** START STORED RECORDS **
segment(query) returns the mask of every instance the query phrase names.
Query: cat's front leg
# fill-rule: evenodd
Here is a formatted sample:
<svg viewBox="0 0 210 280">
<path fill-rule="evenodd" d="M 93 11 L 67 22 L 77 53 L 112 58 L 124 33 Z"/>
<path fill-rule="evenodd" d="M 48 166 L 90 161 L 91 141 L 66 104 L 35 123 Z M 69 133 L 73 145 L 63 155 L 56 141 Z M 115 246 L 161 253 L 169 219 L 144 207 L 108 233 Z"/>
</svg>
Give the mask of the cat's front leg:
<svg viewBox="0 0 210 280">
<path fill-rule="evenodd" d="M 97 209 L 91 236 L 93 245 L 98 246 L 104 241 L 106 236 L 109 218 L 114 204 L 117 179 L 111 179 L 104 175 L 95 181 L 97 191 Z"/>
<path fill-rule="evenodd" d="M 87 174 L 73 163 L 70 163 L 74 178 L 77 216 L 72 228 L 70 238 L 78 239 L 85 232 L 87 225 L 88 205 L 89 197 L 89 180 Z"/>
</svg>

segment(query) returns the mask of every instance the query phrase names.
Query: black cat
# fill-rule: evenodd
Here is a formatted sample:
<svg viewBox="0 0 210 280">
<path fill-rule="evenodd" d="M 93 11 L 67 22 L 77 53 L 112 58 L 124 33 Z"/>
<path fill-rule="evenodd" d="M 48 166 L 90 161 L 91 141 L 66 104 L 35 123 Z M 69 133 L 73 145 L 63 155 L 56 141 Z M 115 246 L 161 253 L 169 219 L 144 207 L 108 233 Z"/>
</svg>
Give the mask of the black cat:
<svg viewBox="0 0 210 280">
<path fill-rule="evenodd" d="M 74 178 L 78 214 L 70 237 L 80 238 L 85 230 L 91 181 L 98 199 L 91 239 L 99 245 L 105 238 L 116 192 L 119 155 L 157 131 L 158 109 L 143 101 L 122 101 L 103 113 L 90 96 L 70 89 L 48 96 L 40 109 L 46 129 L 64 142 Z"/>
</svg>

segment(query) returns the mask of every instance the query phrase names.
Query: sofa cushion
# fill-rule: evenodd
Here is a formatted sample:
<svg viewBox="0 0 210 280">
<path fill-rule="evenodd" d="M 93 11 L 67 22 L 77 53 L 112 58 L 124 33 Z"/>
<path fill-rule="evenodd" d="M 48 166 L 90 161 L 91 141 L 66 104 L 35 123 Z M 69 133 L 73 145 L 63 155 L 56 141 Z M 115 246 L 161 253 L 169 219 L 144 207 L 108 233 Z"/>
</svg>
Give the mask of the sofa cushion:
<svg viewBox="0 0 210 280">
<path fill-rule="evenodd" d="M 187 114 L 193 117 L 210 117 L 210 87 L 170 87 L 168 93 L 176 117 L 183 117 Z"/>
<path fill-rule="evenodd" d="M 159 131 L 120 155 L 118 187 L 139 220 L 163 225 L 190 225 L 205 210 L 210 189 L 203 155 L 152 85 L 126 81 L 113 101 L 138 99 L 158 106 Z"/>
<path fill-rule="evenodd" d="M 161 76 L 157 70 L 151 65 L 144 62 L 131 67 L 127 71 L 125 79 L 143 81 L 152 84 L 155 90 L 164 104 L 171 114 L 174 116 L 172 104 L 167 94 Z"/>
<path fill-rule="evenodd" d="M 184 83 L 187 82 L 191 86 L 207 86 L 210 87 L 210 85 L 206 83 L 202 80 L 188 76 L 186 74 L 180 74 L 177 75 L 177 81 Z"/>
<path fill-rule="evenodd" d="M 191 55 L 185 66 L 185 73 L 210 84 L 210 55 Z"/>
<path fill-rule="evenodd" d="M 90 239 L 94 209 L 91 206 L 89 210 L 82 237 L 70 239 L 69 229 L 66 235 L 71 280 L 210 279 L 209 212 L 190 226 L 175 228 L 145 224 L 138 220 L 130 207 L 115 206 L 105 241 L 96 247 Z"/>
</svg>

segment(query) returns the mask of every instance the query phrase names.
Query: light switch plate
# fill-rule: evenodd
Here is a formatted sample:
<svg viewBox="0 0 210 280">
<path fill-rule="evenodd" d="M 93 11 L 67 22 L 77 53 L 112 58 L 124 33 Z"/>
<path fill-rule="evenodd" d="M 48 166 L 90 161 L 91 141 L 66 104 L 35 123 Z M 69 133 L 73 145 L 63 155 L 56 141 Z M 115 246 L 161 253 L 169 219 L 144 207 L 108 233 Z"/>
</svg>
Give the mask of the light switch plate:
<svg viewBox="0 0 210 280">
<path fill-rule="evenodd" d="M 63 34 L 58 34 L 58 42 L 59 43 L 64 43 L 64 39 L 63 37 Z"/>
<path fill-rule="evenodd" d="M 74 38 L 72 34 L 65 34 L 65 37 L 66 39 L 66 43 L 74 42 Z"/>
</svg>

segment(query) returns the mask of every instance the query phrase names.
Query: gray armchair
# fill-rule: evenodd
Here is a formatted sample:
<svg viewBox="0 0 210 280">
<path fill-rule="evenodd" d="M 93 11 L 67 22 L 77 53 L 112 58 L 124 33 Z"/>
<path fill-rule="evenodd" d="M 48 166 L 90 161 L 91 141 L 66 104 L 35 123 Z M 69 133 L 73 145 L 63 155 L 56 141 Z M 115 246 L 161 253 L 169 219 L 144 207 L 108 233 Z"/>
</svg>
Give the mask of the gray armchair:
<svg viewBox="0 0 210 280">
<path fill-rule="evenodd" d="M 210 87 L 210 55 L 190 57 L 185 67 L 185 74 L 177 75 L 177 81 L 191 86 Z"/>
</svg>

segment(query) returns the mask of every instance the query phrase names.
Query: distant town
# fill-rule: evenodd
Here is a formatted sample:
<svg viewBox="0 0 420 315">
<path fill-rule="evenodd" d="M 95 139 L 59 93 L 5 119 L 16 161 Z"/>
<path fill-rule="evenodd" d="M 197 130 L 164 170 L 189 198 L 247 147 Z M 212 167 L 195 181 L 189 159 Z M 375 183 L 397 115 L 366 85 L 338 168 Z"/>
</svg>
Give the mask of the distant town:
** END STORED RECORDS **
__YOUR TASK__: Please reproduce every line of the material above without a single change.

__EXERCISE ANSWER__:
segment(query) returns the mask of every instance the query phrase names.
Query: cat's front leg
# fill-rule: evenodd
Here is a formatted sample:
<svg viewBox="0 0 210 280">
<path fill-rule="evenodd" d="M 93 11 L 67 22 L 77 53 L 112 58 L 124 33 Z"/>
<path fill-rule="evenodd" d="M 48 166 L 90 161 L 91 141 L 66 104 L 35 123 Z M 69 133 L 73 145 L 63 155 L 56 141 Z M 115 246 L 161 253 L 169 219 L 144 207 L 108 233 Z"/>
</svg>
Give the mask of the cat's front leg:
<svg viewBox="0 0 210 280">
<path fill-rule="evenodd" d="M 97 209 L 91 236 L 93 245 L 98 246 L 104 241 L 106 236 L 109 218 L 114 204 L 117 179 L 111 179 L 104 175 L 95 181 L 97 191 Z"/>
<path fill-rule="evenodd" d="M 87 174 L 73 163 L 70 163 L 74 178 L 77 216 L 72 228 L 70 238 L 78 239 L 85 232 L 87 225 L 88 205 L 89 197 L 89 180 Z"/>
</svg>

segment(query) returns the mask of every instance the query phrase names.
Query: black cat
# fill-rule: evenodd
Here is a formatted sample:
<svg viewBox="0 0 210 280">
<path fill-rule="evenodd" d="M 93 11 L 67 22 L 77 53 L 112 58 L 124 33 Z"/>
<path fill-rule="evenodd" d="M 48 166 L 90 161 L 91 141 L 66 104 L 35 123 Z M 69 133 L 73 145 L 63 155 L 56 141 Z M 115 246 L 161 253 L 169 219 L 144 207 L 108 233 Z"/>
</svg>
Give the mask of the black cat:
<svg viewBox="0 0 210 280">
<path fill-rule="evenodd" d="M 74 178 L 78 214 L 70 237 L 80 238 L 85 230 L 91 181 L 98 199 L 91 239 L 99 245 L 105 238 L 116 192 L 119 155 L 157 131 L 158 109 L 143 101 L 122 101 L 103 113 L 90 96 L 70 89 L 48 96 L 40 109 L 46 129 L 64 142 Z"/>
</svg>

segment(query) returns the mask of every instance the query phrase names.
Query: sofa cushion
# fill-rule: evenodd
Here is a formatted sample:
<svg viewBox="0 0 210 280">
<path fill-rule="evenodd" d="M 93 11 L 67 22 L 77 53 L 112 58 L 124 33 Z"/>
<path fill-rule="evenodd" d="M 48 166 L 90 161 L 91 141 L 66 104 L 35 123 Z M 69 133 L 73 145 L 63 155 L 56 141 Z M 115 246 L 161 253 L 169 219 L 144 207 L 108 233 Z"/>
</svg>
Give the mask of the sofa cushion:
<svg viewBox="0 0 210 280">
<path fill-rule="evenodd" d="M 187 114 L 193 117 L 210 117 L 210 87 L 170 87 L 168 93 L 176 117 L 183 117 Z"/>
<path fill-rule="evenodd" d="M 159 131 L 120 155 L 118 187 L 139 220 L 163 225 L 190 225 L 205 210 L 210 189 L 203 155 L 152 85 L 126 81 L 113 101 L 138 99 L 158 106 Z"/>
<path fill-rule="evenodd" d="M 161 76 L 157 70 L 151 65 L 144 62 L 131 67 L 127 71 L 125 79 L 143 81 L 152 84 L 155 90 L 164 104 L 171 114 L 174 116 L 172 104 L 167 94 Z"/>
<path fill-rule="evenodd" d="M 184 83 L 187 82 L 191 86 L 207 86 L 210 87 L 210 85 L 206 83 L 202 80 L 188 76 L 186 74 L 180 74 L 177 75 L 177 81 Z"/>
<path fill-rule="evenodd" d="M 191 55 L 185 66 L 185 73 L 210 84 L 210 55 Z"/>
<path fill-rule="evenodd" d="M 90 239 L 94 209 L 91 206 L 89 210 L 82 237 L 70 239 L 69 229 L 66 235 L 71 280 L 210 279 L 209 212 L 190 226 L 175 228 L 145 224 L 138 220 L 130 207 L 115 206 L 105 241 L 96 247 Z"/>
</svg>

segment(query) returns the mask of every instance the query phrase names.
Query: light switch plate
# fill-rule: evenodd
Here is a formatted sample:
<svg viewBox="0 0 210 280">
<path fill-rule="evenodd" d="M 93 11 L 67 22 L 77 53 L 112 58 L 124 33 Z"/>
<path fill-rule="evenodd" d="M 48 166 L 90 161 L 91 141 L 66 104 L 35 123 Z M 69 133 L 73 145 L 63 155 L 56 141 Z M 115 246 L 161 253 L 169 219 L 144 207 L 108 233 Z"/>
</svg>
Give the mask of the light switch plate:
<svg viewBox="0 0 210 280">
<path fill-rule="evenodd" d="M 63 34 L 58 34 L 58 42 L 59 43 L 64 43 L 64 39 L 63 37 Z"/>
<path fill-rule="evenodd" d="M 74 38 L 72 34 L 65 34 L 65 37 L 66 39 L 66 43 L 74 42 Z"/>
</svg>

segment(query) returns the mask of every instance the query phrase names.
Query: gray armchair
# fill-rule: evenodd
Here is a formatted sample:
<svg viewBox="0 0 210 280">
<path fill-rule="evenodd" d="M 93 11 L 67 22 L 77 53 L 112 58 L 124 33 Z"/>
<path fill-rule="evenodd" d="M 48 166 L 90 161 L 91 141 L 66 104 L 35 123 Z M 69 133 L 73 145 L 63 155 L 56 141 Z M 115 246 L 161 253 L 169 219 L 144 207 L 108 233 Z"/>
</svg>
Give the mask of the gray armchair:
<svg viewBox="0 0 210 280">
<path fill-rule="evenodd" d="M 210 87 L 210 55 L 190 57 L 185 67 L 185 74 L 177 75 L 177 81 L 191 86 Z"/>
</svg>

segment(query) returns the mask of every instance the query phrase names.
Query: distant town
# fill-rule: evenodd
Here is a formatted sample:
<svg viewBox="0 0 420 315">
<path fill-rule="evenodd" d="M 95 139 L 59 93 L 5 119 L 16 161 Z"/>
<path fill-rule="evenodd" d="M 197 130 L 164 170 L 189 198 L 247 147 Z M 212 167 L 195 181 L 189 159 Z M 375 183 L 397 115 L 366 85 L 338 168 Z"/>
</svg>
Give the mask of the distant town:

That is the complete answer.